→ GIVEN REQUEST A
Rescale part of the entries that follow the cycling article. Begin at the line that contains "[indicate] the white button-up" and stop after the last line of the entries, reproducing every line including the requests, but multiply each point coordinate in the answers by 1.65 and round to whole numbers, with halves rounded up.

Contador's dilemma, Wiggins' wait

The difficulty for Contador, just over three months before the start of a new year, he is unsure about where he will ride in 2010. His brother and agent Francisco confirmed to Cyclingnews that many teams have shown an interest, including Caisse d'Epargne, Garmin-Slipstream and Quick Step. However, he still has a year left under his Astana contract and, aware that his presence is a likely ticket for entry to major races, Astana are unwilling to let him go.

Contador lacks a buy-out clause in his contract and it locks him into the team. While not speaking specifically about Contador, the McQuaid said that such agreements are binding.

"We will allow a contract to be dissolved provided that the old team and the new team can come to an agreement on the transfer of the rider. In that case we will accept it," said McQuaid. "But if a rider breaks a contract and then thinks he can go to a new team, we won't allow that."

The same principle would also apply to Bradley Wiggins, who media links with the new Sky team despite another year in his contract with Garmin-Slipstream. Some British media reported yesterday that the transfer was a done deal, but his Garmin-Slipstream manager Jonathan Vaughters has denied it.

→ MATERIAL PROVIDED
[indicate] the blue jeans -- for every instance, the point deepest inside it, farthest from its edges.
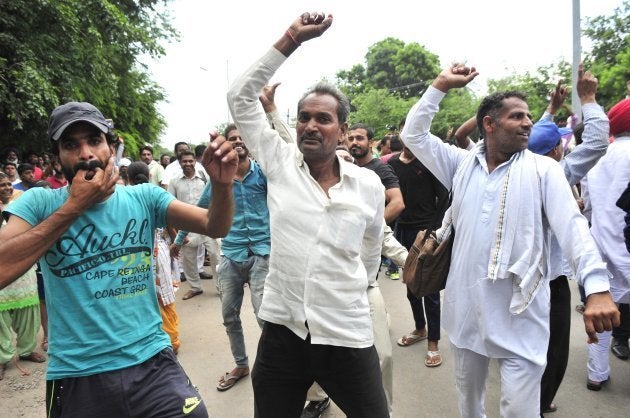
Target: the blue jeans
(232, 276)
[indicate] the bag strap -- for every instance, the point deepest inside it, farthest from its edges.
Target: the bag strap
(436, 217)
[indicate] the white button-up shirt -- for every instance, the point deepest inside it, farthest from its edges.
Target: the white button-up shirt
(325, 250)
(606, 181)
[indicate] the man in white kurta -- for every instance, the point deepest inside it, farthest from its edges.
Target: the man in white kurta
(606, 182)
(496, 301)
(326, 222)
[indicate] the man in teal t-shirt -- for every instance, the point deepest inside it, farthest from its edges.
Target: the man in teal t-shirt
(94, 242)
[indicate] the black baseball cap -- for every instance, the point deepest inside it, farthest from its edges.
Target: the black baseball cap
(65, 115)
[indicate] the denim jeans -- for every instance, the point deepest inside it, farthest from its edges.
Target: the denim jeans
(232, 276)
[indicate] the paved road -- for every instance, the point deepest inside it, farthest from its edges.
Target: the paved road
(418, 390)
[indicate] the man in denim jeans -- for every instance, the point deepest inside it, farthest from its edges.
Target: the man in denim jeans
(245, 252)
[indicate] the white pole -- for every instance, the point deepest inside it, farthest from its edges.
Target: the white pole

→ GIVEN REQUEST B
Write what comes next in the article above about the contract situations of Contador and Wiggins, picking up after its final sentence.

→ RESULT A
[indicate] the white button-up shirt -- for every instance, the point deepest inside it, farthest from its edges.
Target: the white button-up shirt
(536, 413)
(1000, 299)
[indicate] the man in white kurta -- for every instance, the point deepest inside it, farthest from its edges.
Target: the man in white kurta
(1000, 300)
(818, 497)
(538, 366)
[indicate] the man in teal t-shirt -- for every instance, the point deepest inside it, farthest from its edges.
Target: the man in teal t-shirt
(155, 399)
[indicate] the black baseball cap -- for every instance, the point deepest inside it, farthest from its edges.
Target: the black baseball cap
(107, 190)
[indicate] the denim jeans -- for every instance, the point deepest inside it, farthest from its edges.
Target: the denim jeans
(383, 455)
[indicate] the paved road -- for every instance, the point deepest inside it, farthest from its edges.
Target: the paved road
(690, 644)
[indicate] the man in denim jeans -- for every instance, the point deepest inside it, farthest from its edges.
Target: the man in denim jeans
(404, 416)
[indicate] the white pole -- for every instance, the point deepest inside it, farthest from its edges.
Target: the white pole

→ RESULT B
As the Briton is currently the team's top classification rider, it is obvious that Garmin-Slipstream will do what it can to keep him. That could change if Contador decided to move to the US ProTour squad.

McQuaid told Cyclingnews yesterday that if Astana loses its ProTour licence, it is likely that the team would stop. In theory, this could facilitate Contador's move. But, under the current time scale discussed by the UCI, it could be several weeks before that ProTour licence is either confirmed or withdrawn.

In the meantime Contador will have to watch and wait before he knows exactly where he will be racing in 2010.